> _DIRECTIONS_: Across the whole listing, state how many lines include "each". Add nothing to that number.

> _DATASET RECORDS_:
'''
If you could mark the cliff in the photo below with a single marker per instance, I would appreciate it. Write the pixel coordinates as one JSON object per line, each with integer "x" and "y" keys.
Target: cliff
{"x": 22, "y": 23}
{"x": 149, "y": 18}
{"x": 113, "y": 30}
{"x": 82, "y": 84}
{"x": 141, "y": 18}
'''
'''
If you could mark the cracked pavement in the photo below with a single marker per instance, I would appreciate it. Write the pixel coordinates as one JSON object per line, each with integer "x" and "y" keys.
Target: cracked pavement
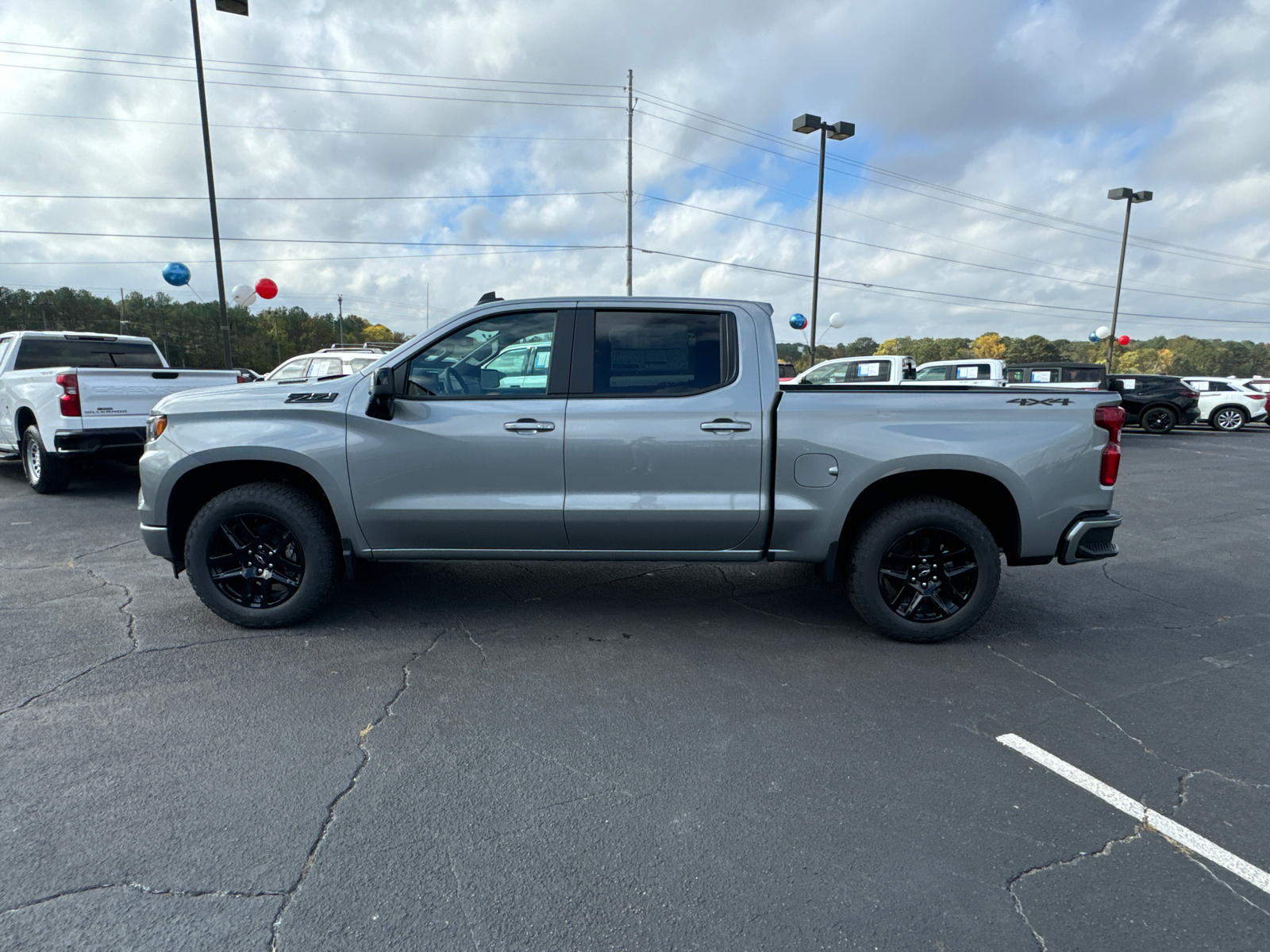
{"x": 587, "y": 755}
'''
> _SOLUTION TO THE PROBLEM_: 2